1. The result of this analysis is a JSON file with each element containing details about a specific instance of text in the PDF.  
1. This JSON file is copied from S3 to this local SageMaker instance.  
1. The JSON file is then read and post-processed to produce a text file with one tweet (or other social media post) per line.  


In [None]:
# create a boto3 session
# this session will be used for the remainder of this notebook
session = boto3.Session(region_name=region)


In [None]:
# create the Textract Job
textract_client = session.client('textract')

response = textract_client.start_document_text_detection(
    DocumentLocation={
        'S3Object': {
            'Bucket': bucket,
            'Name': textract_src_filename
        }
    })

jobId = response['JobId']

print('Started Textract job at %s' % (time.ctime()))
print('JobId: %s' % (jobId))


In [None]:
# Get the current job status
response = textract_client.get_document_text_detection(JobId=jobId)
response['JobStatus']

In [None]:
# We now extract the results as a JSON List

pages = []
if response['JobStatus'] == 'SUCCEEDED':
    while('NextToken' in response):
        pages.append(response)
        response = textract_client.get_document_text_detection(JobId=jobId, NextToken=response['NextToken'])

※

* [Stated problem A]: List every line in the listing below that contains the word "Objective".

* [Given records]:

※

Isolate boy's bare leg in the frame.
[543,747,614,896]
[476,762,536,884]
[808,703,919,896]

※

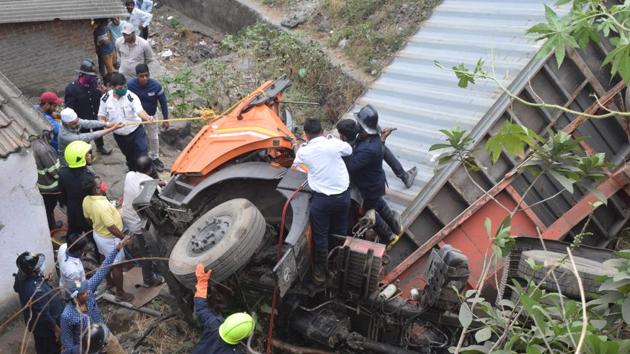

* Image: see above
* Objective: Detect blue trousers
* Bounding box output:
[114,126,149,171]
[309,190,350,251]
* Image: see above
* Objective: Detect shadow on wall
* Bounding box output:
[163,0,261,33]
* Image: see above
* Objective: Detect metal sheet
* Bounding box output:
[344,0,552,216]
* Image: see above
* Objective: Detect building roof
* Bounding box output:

※

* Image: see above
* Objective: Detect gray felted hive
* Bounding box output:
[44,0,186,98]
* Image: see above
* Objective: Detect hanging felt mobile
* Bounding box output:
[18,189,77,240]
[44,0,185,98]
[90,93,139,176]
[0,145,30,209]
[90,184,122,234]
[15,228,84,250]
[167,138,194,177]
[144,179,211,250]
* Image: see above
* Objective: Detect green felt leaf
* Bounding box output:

※

* [Stated problem B]: From the Textract notebook excerpt above, set down the passage from "1. This JSON" up to and including "post) per line.".

* [Expected output A]:
* Objective: Detect blue trousers
* Objective: Detect shadow on wall
* Objective: Detect metal sheet
* Objective: Detect building roof
* Objective: Detect gray felted hive
* Objective: Detect hanging felt mobile
* Objective: Detect green felt leaf

* [Expected output B]:
1. This JSON file is copied from S3 to this local SageMaker instance.  
1. The JSON file is then read and post-processed to produce a text file with one tweet (or other social media post) per line.